**** EXCERPTED DATA

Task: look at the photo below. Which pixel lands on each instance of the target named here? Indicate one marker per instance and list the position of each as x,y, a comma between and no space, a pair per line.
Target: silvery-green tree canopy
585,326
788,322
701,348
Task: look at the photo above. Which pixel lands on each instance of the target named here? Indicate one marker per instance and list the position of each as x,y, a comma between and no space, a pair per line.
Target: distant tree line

********

Turn the items above into a Markdown table with the columns "Row" and "Item line," giving each line its own numbered row and leaving out any blank lines.

> **COMPLETED TASK**:
| Row | Item line |
|---|---|
| 1 | Task: look at the photo below. Which pixel lands on each instance of the target named here? Indicate one marker per instance and list the position of each as x,y, a comma between and no space, a pair per line. |
| 2 | Target: silvery-green tree canopy |
| 3 | 585,326 |
| 4 | 788,322 |
| 5 | 701,348 |
| 6 | Task: look at the photo above. Which pixel lands on each instance of the target named here? Indicate one marker per instance and list the position of each as x,y, a comma between and no space, a pair per line. |
| 7 | Target: distant tree line |